+++ Page

C++ 6ms Straightforward Solution


  • 0
    G

    Idea: Basically, my method is a brute-force way using DFS. I accelerate it by only diving in next level if the current cost is not greater than some previous total cost. Other explanations are commented in codes.

    class Solution {
        int res = INT_MAX;
        void dfs(vector<int>& price, vector<vector<int>>& special, vector<int> needs, int cost){
            
            // Phase 1: if needs are satisified, update result
            bool emptyneed = true;
            for (int num: needs) 
                if (num != 0){
                    emptyneed = false;
                    break;
                }
            if (emptyneed) {
                res = min(cost, res); 
                return;
            }
            
            // Phase 2: check if there is available special offer
            for (int i = 0; i < special.size(); i++){
                
                bool applicable = true; 
                for (int j = 0 ; j < special[i].size()-1; j++)

++++++
+++ Material

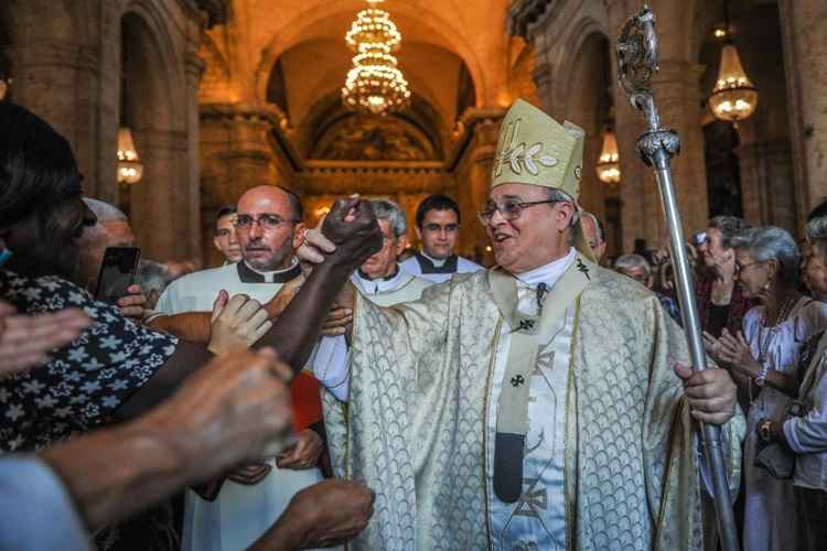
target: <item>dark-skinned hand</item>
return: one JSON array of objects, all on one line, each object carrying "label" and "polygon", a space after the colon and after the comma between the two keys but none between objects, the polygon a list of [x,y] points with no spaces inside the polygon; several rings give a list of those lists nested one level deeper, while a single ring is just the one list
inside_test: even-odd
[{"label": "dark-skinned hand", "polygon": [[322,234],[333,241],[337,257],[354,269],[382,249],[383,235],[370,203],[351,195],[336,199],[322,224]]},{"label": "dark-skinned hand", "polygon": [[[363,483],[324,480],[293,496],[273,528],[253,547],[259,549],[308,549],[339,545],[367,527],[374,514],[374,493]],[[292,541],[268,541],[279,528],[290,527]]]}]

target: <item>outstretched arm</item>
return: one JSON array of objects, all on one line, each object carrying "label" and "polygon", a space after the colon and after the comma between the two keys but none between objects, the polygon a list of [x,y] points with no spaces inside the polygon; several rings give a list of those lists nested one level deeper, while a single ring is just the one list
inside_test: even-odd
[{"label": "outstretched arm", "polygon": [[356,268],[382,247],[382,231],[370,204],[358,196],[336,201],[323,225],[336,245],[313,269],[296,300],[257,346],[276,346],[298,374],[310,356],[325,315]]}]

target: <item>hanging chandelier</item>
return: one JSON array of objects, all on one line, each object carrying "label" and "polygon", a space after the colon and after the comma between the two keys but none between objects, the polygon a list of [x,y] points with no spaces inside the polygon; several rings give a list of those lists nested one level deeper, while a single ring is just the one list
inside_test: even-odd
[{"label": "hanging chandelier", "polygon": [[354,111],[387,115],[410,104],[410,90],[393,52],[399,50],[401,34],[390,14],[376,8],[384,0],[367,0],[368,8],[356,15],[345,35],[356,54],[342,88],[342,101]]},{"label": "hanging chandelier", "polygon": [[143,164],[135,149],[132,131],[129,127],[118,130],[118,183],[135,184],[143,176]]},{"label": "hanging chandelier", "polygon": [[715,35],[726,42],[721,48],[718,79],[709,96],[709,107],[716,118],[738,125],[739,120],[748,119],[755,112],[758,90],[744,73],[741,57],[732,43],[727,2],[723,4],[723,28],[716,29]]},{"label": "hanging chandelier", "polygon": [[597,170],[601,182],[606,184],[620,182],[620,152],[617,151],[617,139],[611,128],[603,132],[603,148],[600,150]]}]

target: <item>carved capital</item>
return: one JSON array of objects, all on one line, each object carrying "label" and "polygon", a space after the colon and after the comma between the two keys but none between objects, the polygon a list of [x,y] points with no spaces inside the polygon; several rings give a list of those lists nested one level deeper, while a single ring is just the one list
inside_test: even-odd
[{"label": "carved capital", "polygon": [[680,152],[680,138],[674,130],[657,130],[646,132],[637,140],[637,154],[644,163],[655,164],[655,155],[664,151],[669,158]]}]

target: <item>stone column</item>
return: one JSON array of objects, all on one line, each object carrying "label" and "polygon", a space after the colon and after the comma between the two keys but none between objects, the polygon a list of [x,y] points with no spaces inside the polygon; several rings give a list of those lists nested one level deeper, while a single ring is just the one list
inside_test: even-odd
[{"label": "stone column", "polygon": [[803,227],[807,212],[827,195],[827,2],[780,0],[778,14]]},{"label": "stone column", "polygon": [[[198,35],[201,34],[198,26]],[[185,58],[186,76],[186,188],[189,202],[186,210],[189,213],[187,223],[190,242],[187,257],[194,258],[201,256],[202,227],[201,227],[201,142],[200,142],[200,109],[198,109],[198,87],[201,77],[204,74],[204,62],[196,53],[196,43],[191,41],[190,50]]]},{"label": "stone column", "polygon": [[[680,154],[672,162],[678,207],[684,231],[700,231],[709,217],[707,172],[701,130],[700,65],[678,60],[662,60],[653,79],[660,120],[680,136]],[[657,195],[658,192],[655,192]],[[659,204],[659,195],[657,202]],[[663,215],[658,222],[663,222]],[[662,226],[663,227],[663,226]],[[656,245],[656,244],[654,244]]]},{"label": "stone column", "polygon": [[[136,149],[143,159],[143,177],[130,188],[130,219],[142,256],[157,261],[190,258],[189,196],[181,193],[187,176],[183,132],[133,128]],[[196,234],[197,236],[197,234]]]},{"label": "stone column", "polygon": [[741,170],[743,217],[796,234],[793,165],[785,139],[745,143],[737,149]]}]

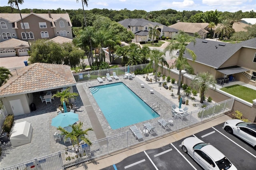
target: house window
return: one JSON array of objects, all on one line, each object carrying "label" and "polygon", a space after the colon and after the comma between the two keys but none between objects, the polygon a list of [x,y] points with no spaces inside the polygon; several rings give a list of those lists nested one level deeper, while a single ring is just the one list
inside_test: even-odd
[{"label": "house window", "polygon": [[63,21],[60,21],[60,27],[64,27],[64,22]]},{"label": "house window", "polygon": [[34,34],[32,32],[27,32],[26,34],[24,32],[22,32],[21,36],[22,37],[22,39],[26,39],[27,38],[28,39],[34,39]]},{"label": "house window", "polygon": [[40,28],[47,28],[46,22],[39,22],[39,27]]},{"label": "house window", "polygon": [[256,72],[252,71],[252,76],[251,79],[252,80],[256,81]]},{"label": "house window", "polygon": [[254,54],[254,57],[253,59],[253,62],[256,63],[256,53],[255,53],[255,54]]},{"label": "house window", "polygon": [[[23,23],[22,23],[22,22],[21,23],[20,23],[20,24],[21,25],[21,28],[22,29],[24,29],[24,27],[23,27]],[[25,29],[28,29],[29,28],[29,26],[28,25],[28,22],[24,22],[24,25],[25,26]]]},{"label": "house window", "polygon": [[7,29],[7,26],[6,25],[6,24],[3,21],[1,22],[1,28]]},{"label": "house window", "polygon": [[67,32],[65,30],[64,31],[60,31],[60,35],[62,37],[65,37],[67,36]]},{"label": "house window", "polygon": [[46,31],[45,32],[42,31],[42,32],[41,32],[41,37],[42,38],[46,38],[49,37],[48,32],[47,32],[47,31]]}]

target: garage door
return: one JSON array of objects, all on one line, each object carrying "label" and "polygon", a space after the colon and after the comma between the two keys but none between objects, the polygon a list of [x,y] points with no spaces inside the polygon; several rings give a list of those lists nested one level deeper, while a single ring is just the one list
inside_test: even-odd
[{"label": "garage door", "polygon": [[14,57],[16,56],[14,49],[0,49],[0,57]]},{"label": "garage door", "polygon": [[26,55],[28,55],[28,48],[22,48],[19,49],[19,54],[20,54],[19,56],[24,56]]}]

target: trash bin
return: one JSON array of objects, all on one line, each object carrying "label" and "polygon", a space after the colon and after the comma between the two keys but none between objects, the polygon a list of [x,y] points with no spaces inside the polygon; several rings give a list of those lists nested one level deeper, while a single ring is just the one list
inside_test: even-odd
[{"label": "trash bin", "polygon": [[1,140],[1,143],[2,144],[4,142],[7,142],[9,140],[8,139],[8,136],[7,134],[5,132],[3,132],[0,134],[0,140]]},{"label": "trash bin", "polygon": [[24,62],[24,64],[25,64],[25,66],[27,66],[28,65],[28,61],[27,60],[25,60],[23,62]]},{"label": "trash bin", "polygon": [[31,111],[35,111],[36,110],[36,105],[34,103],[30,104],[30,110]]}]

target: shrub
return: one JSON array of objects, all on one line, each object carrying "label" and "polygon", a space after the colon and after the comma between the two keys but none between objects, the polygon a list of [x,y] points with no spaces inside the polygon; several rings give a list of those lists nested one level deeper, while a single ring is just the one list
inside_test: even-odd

++++++

Aim of the exercise: In the post on the C++ 6ms solution, what condition must hold before the search goes one level deeper?

Output of the exercise: The current cost must not be greater than some previous total cost.